◆ Requirement: The answer must be an exact reproduction of the lines from the start of the records below through the line containing "Each instance of the dirt track", and nothing more.

Dataset items:
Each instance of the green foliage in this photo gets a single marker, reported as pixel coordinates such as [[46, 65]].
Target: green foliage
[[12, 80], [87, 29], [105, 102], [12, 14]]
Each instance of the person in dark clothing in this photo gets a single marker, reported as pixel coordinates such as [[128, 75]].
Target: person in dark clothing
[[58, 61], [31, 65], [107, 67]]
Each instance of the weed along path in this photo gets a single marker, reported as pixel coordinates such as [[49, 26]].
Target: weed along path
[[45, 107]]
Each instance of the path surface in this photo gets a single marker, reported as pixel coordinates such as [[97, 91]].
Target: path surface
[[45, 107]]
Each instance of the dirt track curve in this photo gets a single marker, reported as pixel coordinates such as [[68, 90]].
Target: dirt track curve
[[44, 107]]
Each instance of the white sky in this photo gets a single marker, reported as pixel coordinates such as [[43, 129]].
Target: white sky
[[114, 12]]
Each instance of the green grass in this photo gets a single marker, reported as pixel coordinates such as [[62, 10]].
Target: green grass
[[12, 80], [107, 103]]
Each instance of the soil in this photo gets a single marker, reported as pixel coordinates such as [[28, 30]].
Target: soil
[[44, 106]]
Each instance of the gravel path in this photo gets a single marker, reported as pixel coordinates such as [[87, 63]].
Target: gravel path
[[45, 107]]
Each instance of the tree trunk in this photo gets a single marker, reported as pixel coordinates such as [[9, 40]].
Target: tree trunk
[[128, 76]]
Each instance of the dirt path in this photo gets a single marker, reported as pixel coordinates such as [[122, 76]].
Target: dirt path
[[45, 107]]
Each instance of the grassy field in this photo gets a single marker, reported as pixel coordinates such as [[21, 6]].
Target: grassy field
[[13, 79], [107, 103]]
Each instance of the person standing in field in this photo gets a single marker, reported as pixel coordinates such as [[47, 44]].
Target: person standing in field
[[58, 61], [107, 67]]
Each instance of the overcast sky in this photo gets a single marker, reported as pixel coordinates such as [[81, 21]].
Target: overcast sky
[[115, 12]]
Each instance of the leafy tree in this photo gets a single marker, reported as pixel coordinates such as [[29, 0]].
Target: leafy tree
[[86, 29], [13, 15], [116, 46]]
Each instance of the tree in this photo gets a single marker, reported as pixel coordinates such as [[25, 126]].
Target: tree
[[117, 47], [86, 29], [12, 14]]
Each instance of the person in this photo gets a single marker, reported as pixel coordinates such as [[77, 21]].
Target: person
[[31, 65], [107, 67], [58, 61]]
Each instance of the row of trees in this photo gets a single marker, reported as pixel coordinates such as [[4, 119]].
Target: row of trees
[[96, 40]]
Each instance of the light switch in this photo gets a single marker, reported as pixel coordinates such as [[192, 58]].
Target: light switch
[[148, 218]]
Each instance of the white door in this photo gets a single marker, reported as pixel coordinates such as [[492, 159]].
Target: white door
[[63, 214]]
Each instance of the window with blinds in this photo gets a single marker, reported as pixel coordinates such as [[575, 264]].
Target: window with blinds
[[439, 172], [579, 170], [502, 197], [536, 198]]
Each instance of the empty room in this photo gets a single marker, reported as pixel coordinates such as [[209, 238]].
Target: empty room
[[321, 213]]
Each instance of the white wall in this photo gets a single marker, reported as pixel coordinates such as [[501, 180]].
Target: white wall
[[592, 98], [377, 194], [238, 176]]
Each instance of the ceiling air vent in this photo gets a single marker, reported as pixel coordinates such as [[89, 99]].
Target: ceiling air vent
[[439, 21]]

◆ Exercise solution:
Each instance of the green foliage in this photo gets a single marker, reported as pixel coordinates such as [[46, 65]].
Target: green foliage
[[12, 80], [87, 29], [105, 102], [12, 14]]
Each instance of the person in dark clothing in this photo gets a single marker, reported as pixel coordinates such as [[128, 75]].
Target: person in dark clothing
[[58, 61], [31, 65], [107, 67]]
Each instance of the weed along path in this photo gets a single marker, reported as pixel coordinates such as [[49, 26]].
Target: weed along path
[[45, 107]]
Each instance of the path surface in this photo gets a single marker, reported as pixel coordinates such as [[97, 91]].
Target: path surface
[[45, 107]]
Each instance of the dirt track curve in this photo gets a single marker, reported as pixel coordinates such as [[68, 90]].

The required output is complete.